Hace tiempo que deseaba leer El hundimiento, de Manuel Vilas, Premio de Poesía Generación del 27 y publicado por Visor. Escribí ya sobre su novela El luminoso regalo, del que hice una crónica en varios medios, y en la antología de En legítima defensa, de Bartleby editores, he coincidido con el autor.
El hundimiento es increíble porque tiene todo lo que Vilas resume de una vida, de todas esas vidas hermosas y malditas, pasión, la desidia, el golpe en las vísceras, la memoria y también las falsas y únicas verdades que existen: alcohol y poesía.
Podría ser una poesía inclasificable, pero no lo es. pero no, por esa razón, deja de ser increíble. A mis treinta y nueve años poco o nada me sorprende, aunque en El hundimiento he visto lo que significa para mí la literatura, esa elegía dirigida a los ausentes y a los perdedores en un mundo que pretende que el triunfalismo y la falsa decencia sean objeto de consumo. Bueno, ya lo son. En El hundimiento quedan los restos de muchas almas, de muchos suicidas, de muchos amigos que acabaron en el arroyo por despreciar mi amistad y la de otros, de muchas madres que preparan bocadillos de paté barato a sus hijos mientras sueñan con agujas.

• • • • •

**QUÉ SE REQUIERE**
Según el texto extraído, ¿qué premio recibió El hundimiento, de Manuel Vilas? Los datos que siguen no guardan relación con el texto extraído.

• • • • •

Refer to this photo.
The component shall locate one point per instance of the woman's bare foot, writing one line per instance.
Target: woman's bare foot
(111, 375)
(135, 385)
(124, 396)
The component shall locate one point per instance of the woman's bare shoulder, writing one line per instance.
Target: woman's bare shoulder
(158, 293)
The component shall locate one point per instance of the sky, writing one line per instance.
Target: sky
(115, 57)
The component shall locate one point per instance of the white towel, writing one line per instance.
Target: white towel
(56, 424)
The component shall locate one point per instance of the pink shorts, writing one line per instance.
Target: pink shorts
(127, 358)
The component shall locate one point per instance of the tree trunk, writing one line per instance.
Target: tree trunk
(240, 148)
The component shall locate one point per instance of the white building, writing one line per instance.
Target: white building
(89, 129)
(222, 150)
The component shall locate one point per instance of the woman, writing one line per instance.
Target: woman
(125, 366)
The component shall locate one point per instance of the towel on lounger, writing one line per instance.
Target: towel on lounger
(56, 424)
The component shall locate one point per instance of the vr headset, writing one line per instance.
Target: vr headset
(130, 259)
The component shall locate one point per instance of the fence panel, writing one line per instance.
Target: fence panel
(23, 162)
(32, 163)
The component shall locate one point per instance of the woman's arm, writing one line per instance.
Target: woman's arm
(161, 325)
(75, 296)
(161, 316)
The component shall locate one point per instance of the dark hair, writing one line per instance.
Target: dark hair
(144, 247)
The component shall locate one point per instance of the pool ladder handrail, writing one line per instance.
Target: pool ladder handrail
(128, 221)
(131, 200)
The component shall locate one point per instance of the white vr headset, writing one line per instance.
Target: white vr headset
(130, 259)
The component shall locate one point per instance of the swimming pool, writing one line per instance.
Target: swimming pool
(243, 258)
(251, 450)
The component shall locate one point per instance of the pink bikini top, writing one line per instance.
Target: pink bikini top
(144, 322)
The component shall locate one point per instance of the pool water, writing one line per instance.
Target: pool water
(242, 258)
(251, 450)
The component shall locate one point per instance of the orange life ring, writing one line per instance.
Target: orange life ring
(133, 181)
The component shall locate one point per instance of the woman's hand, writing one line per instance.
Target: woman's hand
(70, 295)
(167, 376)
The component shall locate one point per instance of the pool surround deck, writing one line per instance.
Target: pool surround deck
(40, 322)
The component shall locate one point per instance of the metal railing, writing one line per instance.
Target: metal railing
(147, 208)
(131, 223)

• • • • •

**RESULTADO DEL EJERCICIO**
El Premio de Poesía Generación del 27.